> _THE PROBLEM_
In the records below, begin at the line that has "For every instance of the black sock" and stop after the line that has "x=877 y=460". Write out only those lines again, requests included, with every x and y coordinate in the answers shifted up by 139.

━━ RECORD LIST ━━

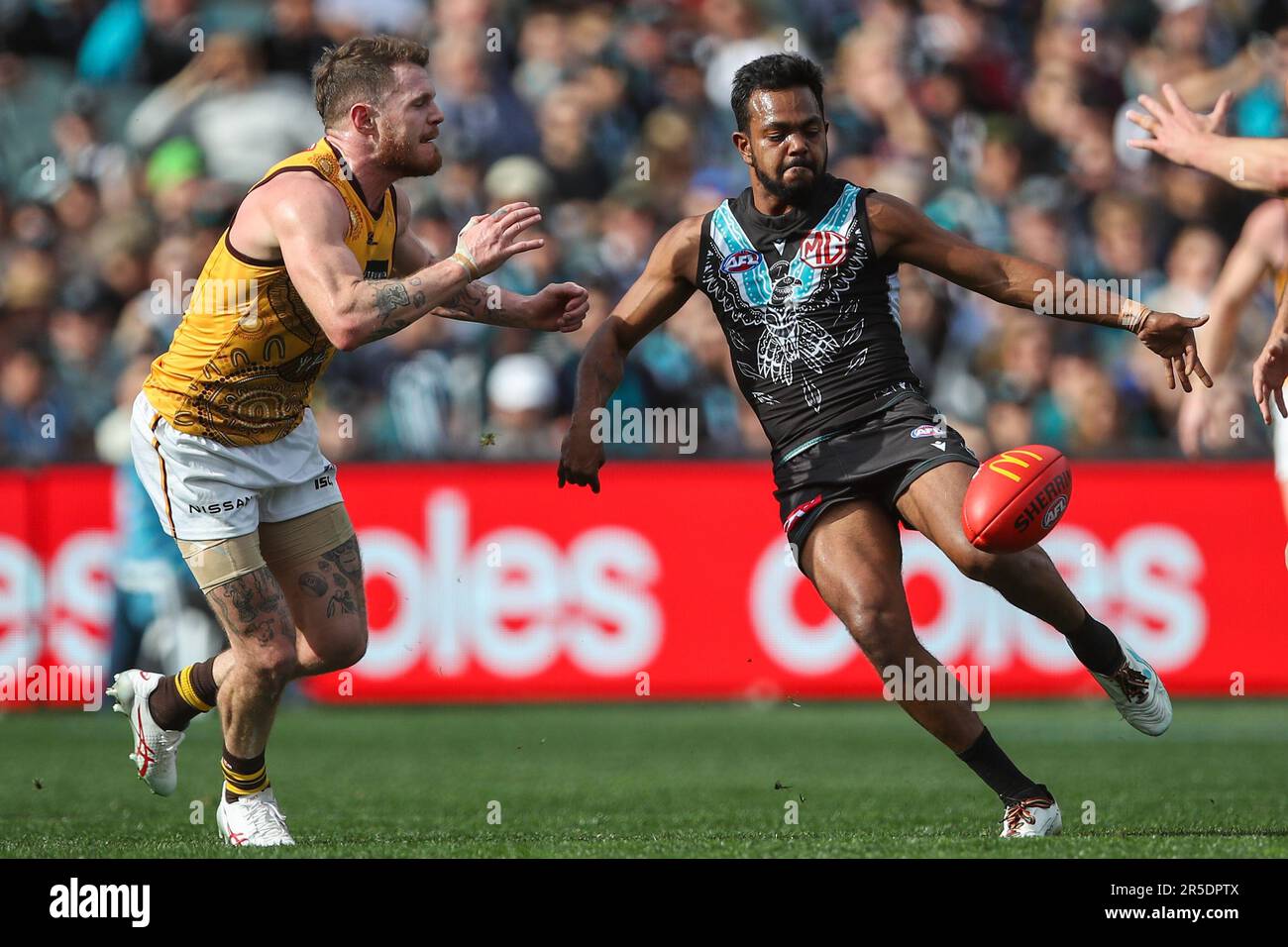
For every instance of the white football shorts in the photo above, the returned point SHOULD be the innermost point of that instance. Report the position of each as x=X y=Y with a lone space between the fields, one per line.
x=204 y=489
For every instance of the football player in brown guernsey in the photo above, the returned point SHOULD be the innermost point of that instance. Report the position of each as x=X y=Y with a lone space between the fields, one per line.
x=802 y=269
x=318 y=257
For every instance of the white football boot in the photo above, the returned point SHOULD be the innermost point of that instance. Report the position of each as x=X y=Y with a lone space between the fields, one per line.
x=1138 y=693
x=1030 y=817
x=254 y=819
x=155 y=749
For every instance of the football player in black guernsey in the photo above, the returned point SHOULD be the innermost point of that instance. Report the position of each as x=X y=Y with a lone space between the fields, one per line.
x=802 y=269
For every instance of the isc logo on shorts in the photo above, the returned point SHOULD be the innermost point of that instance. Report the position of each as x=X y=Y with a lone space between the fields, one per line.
x=217 y=508
x=800 y=512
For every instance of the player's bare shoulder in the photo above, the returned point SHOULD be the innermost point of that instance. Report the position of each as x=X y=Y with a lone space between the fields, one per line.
x=890 y=221
x=286 y=205
x=679 y=249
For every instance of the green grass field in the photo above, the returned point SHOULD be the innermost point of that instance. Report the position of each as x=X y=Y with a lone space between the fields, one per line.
x=662 y=780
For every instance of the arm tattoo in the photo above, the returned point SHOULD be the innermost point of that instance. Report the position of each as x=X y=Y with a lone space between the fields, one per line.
x=389 y=298
x=393 y=295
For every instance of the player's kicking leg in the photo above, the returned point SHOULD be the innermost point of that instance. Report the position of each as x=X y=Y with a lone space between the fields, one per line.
x=1029 y=579
x=853 y=557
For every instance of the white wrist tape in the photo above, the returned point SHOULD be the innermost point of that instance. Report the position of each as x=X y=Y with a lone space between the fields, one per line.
x=1132 y=315
x=464 y=257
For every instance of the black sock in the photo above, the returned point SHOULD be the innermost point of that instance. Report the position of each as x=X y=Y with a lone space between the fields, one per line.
x=995 y=768
x=1096 y=647
x=244 y=776
x=180 y=697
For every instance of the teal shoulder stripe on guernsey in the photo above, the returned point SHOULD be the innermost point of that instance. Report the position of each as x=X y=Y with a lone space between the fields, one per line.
x=729 y=237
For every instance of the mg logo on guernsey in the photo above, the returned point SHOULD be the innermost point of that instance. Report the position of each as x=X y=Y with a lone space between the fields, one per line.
x=823 y=249
x=511 y=600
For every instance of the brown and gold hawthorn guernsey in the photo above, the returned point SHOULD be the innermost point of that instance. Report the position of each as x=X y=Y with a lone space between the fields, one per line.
x=241 y=367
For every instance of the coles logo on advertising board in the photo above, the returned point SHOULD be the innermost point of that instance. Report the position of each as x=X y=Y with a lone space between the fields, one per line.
x=823 y=249
x=481 y=586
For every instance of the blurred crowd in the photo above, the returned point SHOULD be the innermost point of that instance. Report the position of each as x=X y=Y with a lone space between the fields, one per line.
x=129 y=129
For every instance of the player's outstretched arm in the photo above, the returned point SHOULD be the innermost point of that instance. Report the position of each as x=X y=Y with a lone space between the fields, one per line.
x=1261 y=248
x=665 y=285
x=559 y=307
x=1270 y=369
x=1188 y=138
x=909 y=236
x=309 y=223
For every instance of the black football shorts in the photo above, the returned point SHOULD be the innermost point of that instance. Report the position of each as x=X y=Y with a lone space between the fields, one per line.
x=877 y=460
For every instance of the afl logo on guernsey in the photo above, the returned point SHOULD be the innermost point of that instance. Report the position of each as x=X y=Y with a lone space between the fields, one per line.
x=823 y=249
x=741 y=262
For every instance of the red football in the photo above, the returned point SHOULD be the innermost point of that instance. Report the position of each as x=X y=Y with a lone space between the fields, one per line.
x=1017 y=497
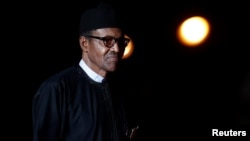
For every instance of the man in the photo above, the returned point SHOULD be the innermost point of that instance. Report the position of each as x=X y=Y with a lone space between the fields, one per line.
x=76 y=104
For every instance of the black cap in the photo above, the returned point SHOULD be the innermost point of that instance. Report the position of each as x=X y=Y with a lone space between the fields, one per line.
x=102 y=16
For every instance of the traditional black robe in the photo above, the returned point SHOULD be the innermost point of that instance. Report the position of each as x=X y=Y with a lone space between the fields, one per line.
x=72 y=107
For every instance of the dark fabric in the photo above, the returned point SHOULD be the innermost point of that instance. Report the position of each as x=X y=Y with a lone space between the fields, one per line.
x=71 y=107
x=102 y=16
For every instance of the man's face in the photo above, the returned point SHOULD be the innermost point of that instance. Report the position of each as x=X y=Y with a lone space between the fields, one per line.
x=102 y=55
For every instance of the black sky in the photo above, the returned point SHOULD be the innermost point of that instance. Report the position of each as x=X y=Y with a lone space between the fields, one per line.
x=169 y=86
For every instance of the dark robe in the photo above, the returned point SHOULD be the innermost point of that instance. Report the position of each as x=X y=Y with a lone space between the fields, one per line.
x=72 y=107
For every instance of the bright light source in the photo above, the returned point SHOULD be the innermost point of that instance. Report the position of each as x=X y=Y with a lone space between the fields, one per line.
x=129 y=49
x=193 y=31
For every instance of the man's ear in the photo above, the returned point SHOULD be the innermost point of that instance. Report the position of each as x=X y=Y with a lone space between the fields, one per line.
x=83 y=43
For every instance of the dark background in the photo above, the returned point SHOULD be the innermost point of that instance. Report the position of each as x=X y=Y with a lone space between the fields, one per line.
x=170 y=90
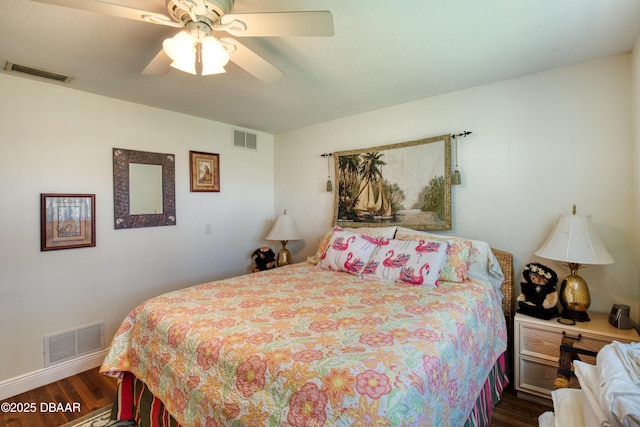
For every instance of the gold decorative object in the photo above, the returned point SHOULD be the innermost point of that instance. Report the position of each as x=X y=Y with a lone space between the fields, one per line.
x=575 y=242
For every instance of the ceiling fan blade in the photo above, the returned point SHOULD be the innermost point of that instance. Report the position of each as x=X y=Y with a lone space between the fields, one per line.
x=253 y=64
x=113 y=9
x=282 y=24
x=160 y=64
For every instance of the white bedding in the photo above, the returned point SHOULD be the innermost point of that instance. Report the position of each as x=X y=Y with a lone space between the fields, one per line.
x=609 y=395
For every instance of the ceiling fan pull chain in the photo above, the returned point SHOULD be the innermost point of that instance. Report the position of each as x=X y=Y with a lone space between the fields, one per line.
x=235 y=25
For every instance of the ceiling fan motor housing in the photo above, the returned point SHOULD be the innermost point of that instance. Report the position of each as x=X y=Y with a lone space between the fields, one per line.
x=216 y=9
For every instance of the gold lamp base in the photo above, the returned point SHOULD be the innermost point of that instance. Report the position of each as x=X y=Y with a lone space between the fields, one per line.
x=284 y=256
x=574 y=296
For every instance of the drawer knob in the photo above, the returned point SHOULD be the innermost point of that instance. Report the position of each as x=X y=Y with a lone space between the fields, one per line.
x=578 y=338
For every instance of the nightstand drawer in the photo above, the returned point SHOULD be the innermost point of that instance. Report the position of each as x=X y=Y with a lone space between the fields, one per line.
x=537 y=349
x=545 y=343
x=538 y=376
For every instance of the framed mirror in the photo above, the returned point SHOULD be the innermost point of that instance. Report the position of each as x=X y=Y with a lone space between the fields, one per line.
x=143 y=189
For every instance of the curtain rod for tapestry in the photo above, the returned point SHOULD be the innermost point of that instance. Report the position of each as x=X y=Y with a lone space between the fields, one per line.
x=465 y=133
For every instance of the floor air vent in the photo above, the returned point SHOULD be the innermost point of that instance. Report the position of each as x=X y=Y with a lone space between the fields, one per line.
x=37 y=72
x=245 y=140
x=67 y=345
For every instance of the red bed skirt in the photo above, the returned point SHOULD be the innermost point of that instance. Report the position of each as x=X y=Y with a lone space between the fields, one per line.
x=135 y=402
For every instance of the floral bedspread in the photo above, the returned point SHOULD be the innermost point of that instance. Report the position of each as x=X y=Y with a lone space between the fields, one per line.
x=303 y=346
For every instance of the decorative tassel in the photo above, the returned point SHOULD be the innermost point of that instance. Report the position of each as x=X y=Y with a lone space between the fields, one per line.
x=456 y=179
x=329 y=183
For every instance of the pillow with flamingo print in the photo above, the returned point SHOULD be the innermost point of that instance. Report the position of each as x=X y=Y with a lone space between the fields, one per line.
x=456 y=265
x=416 y=262
x=347 y=251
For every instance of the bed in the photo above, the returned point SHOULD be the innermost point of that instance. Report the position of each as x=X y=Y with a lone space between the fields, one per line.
x=310 y=345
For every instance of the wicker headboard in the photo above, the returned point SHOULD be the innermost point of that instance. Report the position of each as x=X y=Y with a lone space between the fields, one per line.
x=505 y=259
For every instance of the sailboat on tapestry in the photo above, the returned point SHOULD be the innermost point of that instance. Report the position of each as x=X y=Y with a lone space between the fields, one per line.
x=373 y=200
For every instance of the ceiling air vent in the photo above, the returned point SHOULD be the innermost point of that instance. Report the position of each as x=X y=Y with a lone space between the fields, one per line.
x=37 y=72
x=245 y=140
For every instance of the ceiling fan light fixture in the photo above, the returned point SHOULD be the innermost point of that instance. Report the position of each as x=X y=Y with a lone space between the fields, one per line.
x=181 y=48
x=214 y=56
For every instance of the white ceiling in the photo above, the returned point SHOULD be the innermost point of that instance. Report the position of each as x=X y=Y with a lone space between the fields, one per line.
x=383 y=53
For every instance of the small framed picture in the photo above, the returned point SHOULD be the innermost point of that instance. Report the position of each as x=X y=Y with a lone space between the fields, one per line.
x=205 y=171
x=67 y=221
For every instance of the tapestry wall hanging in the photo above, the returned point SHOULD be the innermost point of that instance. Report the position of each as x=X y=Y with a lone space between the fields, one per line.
x=406 y=184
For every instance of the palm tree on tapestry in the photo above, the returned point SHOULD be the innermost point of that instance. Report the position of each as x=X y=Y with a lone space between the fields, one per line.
x=372 y=198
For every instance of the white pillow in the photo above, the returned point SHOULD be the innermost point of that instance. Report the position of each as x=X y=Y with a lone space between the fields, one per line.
x=567 y=404
x=379 y=232
x=417 y=262
x=618 y=390
x=347 y=251
x=587 y=376
x=483 y=264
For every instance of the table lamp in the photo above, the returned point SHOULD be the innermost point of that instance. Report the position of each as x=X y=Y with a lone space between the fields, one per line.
x=284 y=230
x=575 y=242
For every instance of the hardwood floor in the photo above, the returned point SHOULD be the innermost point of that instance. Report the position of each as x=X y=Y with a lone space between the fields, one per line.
x=60 y=402
x=92 y=390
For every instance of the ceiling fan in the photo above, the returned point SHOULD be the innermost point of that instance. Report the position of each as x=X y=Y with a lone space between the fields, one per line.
x=195 y=50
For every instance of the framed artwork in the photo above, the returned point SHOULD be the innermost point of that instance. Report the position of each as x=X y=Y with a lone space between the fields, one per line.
x=67 y=221
x=205 y=171
x=406 y=184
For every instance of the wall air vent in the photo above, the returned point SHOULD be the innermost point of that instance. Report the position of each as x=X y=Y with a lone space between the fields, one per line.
x=245 y=140
x=67 y=345
x=37 y=72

━━━

> _TASK OUTPUT_
For every instance of the black sock in the photo above, the returned point SHOULD be the innermost point of that instance. Report the position of each as x=X y=Y with a lone space between the fields, one per line.
x=1134 y=907
x=1235 y=786
x=383 y=915
x=319 y=836
For every instance of the teal shoulder stripe on guernsey in the photo above, the returned point SHOULD be the innermost point of that instance. Report the position of each as x=X y=Y with a lone space between the fields, one per line.
x=868 y=376
For every instance of the mg logo on guernsey in the photo above, the returned point SHOULD be the innermost point of that instance. Report the position of each as x=X y=Y with a lone space between the fields, one per line.
x=962 y=388
x=650 y=739
For every instance of the brown and gold hawthorn guernsey in the photo above, the returned point SHOULD be the innermost point of that instance. Report the position of each as x=X y=Y with a lone space between the fields, one per line.
x=380 y=506
For every instance of the coles logo on advertising board in the photo above, the returned point SHOULD be the innermost point of that instance. Report the position of each as x=X y=Y with a lone space between the fields, one per line.
x=962 y=388
x=620 y=725
For every instance of the blurred crowd in the photo above, the returned point SHOULD be the innermost point of that instance. Report the position of each as x=X y=Y with a lone space between the fields, one per line.
x=268 y=268
For every instance of the player's outstretched arm in the photo above, the returned point SHOULD be the innermost point of that instance. Report the position of each as x=X y=Y with a lone space between the fields, one per line.
x=1400 y=387
x=804 y=424
x=698 y=446
x=1409 y=508
x=1327 y=277
x=1048 y=375
x=448 y=362
For every instance of the black football shorts in the photo above, the returned point SHOULD be the innermost point of that instance. Report the position of each as x=X y=Y with a lone space between the fields, one per line.
x=1016 y=599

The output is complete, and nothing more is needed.